Okuma Parçası >>
____________

Dünyada her konuda işlemeye çalışan sistemlerin karanlık açıkları var. “Deli Kral” da buna başkaldırarak düzgün bir dünya adına kendi krallığını ilan eden bir adamın hikayesi. Krallığını ilan ederek özgürleşen, potansiyelini daha rahat dışa vuran ve buna inanların hikayesi. Yalnızca bu adamın değil “Deli Krallığını” ilan edip kendini iyi hisseden herkesin hikayesi.
İnsanlar kendi çıkarları adına başka insanların hislerini, hayallerini görmezden gelebiliyor. Bu şekilde işleyen katı düzenler var. İşte Deli Kral tam da bu noktada kurtarıcımız oluyor. Kendimizi nasıl daha mutlu ve özgür hissedeceksek aldığımız kararlar da bu yönde oluyor ve bu katı düzenlerin oyuncağı olmaktan kurtarıyoruz kendimizi… Belki yollar çok daha zorlu hale geliyor ama kendi kararlarımızı kendimiz verebiliyoruz ve baskı altına da girmiyoruz. Çünkü baskı altında kendimiz olamayız ve gitgide kendimizden uzaklaşırız.

____________

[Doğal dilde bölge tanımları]
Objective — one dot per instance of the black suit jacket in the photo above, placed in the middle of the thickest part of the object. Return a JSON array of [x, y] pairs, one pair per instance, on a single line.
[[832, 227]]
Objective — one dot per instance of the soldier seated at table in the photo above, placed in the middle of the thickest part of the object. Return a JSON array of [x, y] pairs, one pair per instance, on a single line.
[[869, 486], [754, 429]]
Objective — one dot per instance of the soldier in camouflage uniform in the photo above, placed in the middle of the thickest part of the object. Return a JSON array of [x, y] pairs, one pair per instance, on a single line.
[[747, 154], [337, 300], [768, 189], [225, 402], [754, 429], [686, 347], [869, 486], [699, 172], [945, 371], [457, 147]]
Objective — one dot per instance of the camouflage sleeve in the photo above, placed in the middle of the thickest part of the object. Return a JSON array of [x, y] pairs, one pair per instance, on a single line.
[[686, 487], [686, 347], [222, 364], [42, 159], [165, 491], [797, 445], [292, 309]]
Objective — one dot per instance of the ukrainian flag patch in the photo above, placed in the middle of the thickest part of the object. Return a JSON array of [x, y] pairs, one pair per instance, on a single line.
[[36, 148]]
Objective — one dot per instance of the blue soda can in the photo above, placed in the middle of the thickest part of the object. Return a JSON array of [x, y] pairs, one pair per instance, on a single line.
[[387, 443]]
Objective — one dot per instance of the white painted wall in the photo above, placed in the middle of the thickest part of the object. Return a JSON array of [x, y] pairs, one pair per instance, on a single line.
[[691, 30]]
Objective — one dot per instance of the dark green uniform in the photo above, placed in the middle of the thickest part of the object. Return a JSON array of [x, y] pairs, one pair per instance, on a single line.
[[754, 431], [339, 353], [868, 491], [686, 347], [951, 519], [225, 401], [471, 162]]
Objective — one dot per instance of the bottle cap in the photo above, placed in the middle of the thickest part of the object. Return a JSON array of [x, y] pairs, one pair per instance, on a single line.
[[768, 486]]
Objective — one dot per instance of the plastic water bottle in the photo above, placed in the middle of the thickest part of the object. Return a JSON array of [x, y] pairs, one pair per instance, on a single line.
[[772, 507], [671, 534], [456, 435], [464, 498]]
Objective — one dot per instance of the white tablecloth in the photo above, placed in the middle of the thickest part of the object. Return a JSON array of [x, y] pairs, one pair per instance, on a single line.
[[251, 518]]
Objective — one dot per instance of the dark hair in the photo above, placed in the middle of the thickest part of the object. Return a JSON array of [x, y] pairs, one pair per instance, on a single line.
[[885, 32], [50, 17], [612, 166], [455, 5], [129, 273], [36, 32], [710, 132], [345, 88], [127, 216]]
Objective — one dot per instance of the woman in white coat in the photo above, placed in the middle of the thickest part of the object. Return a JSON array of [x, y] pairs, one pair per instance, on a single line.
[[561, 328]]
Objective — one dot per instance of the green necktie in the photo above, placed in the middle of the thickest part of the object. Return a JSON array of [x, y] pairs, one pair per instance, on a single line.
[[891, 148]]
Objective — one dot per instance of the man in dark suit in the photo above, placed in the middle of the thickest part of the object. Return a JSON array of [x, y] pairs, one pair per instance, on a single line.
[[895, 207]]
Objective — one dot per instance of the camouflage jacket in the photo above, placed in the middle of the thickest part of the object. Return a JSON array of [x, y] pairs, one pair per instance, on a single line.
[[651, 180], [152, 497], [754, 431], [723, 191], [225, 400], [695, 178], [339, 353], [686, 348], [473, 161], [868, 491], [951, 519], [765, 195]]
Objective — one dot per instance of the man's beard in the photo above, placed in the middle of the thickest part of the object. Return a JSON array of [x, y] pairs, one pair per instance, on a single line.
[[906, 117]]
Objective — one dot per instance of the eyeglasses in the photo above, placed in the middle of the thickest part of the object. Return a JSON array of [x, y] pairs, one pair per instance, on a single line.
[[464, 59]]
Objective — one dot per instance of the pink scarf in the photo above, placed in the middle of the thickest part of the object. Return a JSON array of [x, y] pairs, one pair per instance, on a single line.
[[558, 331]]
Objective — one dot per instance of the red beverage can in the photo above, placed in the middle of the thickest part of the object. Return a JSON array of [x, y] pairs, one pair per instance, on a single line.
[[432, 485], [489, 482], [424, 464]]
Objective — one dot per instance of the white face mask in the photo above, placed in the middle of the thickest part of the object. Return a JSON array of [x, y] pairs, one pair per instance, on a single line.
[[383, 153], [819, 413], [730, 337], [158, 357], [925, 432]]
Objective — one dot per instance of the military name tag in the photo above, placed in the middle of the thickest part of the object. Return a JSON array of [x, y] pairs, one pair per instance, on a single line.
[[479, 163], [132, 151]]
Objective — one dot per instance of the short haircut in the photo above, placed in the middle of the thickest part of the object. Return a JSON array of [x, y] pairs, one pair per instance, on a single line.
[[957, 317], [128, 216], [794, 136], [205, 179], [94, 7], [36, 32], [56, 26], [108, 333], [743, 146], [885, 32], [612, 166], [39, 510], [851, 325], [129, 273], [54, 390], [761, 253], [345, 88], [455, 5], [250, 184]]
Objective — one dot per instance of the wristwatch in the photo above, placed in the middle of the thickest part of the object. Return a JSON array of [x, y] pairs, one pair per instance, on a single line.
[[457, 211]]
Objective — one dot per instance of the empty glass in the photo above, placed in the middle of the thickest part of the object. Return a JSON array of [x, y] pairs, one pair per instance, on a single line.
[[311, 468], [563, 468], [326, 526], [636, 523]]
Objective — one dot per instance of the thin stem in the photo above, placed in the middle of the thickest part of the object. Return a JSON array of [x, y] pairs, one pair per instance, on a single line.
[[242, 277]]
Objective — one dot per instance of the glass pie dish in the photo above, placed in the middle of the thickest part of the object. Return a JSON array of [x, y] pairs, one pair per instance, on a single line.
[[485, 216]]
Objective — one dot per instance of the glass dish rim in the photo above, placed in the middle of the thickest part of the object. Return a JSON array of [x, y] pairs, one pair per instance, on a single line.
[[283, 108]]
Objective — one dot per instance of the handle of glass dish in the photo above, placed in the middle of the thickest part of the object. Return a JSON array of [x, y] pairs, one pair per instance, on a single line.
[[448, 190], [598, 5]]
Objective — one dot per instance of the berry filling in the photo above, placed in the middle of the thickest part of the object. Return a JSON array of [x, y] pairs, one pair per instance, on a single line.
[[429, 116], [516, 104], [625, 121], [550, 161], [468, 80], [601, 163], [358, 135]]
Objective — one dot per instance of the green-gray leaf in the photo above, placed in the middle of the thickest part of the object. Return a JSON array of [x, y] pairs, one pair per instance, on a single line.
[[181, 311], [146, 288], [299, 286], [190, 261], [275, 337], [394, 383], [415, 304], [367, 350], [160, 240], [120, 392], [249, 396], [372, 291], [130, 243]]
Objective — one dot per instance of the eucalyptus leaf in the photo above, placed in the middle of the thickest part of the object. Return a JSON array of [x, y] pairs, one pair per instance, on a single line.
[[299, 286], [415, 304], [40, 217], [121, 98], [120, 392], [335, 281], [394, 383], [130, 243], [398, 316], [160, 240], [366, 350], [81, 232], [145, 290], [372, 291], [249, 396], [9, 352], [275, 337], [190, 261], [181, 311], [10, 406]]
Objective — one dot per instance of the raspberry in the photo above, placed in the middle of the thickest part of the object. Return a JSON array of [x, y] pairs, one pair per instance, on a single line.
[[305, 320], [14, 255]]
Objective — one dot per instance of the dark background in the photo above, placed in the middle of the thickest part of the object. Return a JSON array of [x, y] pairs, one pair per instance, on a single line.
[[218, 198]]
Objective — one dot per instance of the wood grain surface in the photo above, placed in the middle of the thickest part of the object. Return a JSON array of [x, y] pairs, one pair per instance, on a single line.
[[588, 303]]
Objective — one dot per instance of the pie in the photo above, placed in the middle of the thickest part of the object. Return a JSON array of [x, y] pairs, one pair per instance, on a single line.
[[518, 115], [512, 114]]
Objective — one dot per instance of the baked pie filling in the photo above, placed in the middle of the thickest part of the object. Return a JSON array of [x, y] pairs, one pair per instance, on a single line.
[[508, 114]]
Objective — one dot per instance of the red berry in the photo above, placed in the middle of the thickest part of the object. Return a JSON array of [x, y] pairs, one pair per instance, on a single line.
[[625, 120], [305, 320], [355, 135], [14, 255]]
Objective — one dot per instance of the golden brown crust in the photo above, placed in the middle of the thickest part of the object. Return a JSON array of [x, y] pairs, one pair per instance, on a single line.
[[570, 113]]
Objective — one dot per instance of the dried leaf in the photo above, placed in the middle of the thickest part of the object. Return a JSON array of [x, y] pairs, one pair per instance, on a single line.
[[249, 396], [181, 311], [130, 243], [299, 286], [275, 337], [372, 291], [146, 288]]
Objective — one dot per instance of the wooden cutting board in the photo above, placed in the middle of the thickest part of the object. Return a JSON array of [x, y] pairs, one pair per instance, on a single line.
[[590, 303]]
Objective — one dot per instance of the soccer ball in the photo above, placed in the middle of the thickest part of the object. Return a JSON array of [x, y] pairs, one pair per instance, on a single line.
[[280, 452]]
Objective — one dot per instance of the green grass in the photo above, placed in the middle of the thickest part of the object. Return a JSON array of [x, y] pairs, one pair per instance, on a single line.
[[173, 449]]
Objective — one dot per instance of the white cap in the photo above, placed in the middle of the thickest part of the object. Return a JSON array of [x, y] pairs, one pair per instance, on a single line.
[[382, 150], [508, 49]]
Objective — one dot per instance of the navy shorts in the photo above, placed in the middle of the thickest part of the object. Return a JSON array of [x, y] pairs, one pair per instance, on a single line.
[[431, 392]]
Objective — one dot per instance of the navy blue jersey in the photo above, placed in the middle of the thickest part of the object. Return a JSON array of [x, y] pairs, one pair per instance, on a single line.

____________

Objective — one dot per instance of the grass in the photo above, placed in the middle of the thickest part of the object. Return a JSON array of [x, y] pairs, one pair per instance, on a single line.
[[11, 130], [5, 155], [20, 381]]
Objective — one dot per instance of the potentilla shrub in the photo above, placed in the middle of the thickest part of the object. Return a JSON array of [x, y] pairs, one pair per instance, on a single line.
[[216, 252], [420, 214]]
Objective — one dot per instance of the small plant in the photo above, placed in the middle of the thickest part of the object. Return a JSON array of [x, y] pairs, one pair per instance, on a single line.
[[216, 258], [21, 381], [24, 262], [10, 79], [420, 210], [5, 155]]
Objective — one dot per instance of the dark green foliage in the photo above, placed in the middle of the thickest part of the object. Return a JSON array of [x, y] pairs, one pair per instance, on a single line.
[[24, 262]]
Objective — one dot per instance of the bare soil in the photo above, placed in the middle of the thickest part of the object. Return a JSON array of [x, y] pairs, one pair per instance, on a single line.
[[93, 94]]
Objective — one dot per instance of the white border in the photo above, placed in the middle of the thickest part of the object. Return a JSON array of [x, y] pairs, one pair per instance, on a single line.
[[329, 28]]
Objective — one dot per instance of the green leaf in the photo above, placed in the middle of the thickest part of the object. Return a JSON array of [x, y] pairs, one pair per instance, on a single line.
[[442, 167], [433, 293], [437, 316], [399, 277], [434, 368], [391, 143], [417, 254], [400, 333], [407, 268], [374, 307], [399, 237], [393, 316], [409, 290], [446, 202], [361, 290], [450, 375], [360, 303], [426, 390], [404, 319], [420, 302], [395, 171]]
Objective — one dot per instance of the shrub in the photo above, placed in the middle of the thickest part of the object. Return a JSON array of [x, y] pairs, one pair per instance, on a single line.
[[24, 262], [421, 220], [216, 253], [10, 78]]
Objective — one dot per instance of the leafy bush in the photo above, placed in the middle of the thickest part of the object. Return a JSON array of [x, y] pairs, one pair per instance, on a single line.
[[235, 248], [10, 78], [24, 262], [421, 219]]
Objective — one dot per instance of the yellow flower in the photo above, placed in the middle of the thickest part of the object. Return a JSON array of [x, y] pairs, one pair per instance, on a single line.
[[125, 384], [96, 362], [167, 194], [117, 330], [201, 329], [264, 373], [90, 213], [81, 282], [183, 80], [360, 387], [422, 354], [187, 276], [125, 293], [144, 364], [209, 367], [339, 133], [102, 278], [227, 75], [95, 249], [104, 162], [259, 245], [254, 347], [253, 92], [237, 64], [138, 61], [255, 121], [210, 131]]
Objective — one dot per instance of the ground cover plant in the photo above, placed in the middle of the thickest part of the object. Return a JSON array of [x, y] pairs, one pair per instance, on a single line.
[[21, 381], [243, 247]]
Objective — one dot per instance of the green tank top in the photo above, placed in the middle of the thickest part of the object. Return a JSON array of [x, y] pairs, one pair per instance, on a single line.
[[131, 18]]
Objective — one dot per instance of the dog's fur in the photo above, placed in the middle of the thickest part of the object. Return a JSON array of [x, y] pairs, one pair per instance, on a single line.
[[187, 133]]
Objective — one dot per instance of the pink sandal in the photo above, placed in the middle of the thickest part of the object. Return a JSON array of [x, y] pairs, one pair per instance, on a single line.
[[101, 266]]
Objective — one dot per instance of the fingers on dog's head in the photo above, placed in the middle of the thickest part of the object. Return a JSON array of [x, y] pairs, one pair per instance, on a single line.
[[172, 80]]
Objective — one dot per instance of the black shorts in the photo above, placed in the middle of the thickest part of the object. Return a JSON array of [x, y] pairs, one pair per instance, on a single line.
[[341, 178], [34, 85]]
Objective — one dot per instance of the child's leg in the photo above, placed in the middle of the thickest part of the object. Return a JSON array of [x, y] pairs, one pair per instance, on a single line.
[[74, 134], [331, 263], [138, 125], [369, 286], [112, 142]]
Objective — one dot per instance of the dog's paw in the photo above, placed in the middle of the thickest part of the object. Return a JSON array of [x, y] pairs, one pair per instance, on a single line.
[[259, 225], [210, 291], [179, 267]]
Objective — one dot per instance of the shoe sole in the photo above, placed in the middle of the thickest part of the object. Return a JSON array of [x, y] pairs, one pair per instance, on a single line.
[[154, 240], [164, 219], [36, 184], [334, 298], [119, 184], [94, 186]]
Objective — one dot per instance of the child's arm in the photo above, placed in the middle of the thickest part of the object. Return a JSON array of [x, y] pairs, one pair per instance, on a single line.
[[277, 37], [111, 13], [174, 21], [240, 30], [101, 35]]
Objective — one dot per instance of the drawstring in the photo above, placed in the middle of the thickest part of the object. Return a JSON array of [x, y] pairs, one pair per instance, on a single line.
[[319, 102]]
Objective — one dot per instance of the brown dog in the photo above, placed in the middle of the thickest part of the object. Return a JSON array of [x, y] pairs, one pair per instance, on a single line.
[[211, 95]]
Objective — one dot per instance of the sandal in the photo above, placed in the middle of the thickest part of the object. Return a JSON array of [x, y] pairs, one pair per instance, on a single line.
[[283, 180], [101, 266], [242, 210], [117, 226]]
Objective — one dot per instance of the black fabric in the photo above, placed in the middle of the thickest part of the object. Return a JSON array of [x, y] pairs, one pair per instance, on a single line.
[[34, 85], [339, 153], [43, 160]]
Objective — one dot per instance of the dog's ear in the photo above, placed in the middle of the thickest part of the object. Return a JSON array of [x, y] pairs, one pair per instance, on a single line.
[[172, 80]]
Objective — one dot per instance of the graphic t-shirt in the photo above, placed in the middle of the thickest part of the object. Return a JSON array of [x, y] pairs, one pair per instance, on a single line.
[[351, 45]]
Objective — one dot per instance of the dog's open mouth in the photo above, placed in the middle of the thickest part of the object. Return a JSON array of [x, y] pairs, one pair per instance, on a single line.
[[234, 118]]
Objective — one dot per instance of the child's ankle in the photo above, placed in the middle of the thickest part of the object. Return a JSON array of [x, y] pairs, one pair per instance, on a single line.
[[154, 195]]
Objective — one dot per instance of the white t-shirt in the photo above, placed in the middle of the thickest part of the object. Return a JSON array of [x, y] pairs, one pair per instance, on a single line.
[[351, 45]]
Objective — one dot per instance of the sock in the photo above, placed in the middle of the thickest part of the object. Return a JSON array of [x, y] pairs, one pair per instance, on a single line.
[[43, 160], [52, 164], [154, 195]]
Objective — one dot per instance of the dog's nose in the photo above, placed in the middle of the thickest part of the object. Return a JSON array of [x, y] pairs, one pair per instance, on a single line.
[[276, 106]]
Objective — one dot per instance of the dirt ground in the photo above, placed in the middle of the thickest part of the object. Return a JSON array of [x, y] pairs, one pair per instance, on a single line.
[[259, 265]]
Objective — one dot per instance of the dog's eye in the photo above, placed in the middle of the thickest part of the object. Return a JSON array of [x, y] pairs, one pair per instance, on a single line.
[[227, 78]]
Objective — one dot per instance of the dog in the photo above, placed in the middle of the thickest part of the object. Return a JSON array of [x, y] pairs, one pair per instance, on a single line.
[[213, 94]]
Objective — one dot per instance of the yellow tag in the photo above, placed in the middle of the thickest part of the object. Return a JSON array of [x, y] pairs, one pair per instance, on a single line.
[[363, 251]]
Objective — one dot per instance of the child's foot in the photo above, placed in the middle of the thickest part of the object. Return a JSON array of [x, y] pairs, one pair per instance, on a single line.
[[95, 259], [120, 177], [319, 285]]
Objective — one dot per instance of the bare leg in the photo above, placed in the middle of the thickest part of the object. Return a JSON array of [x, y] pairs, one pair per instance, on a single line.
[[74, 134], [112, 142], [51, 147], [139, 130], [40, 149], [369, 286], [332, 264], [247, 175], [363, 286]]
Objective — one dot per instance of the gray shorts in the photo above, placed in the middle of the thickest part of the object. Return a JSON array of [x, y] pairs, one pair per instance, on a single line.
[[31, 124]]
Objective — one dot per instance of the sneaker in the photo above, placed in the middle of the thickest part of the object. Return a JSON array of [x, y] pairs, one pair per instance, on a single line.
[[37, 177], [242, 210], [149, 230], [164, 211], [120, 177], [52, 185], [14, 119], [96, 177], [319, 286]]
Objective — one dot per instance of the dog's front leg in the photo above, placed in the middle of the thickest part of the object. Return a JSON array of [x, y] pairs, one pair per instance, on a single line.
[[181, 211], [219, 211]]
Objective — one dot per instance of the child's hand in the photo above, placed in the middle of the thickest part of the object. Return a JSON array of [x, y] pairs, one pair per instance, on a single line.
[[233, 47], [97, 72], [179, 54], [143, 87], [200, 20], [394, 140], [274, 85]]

____________

Görev Yönergesi >> Deli Kral konulu metnin "Dünyada her konuda" sözleriyle başlayıp "hisseden herkesin hikayesi." sözleriyle biten kısmını hiçbir değişiklik yapmadan yazıya geçirin. Yukarıdaki satırlar bu çalışma için gerekli değildir.

Alıştırma Yanıtı >>
Dünyada her konuda işlemeye çalışan sistemlerin karanlık açıkları var. “Deli Kral” da buna başkaldırarak düzgün bir dünya adına kendi krallığını ilan eden bir adamın hikayesi. Krallığını ilan ederek özgürleşen, potansiyelini daha rahat dışa vuran ve buna inanların hikayesi. Yalnızca bu adamın değil “Deli Krallığını” ilan edip kendini iyi hisseden herkesin hikayesi.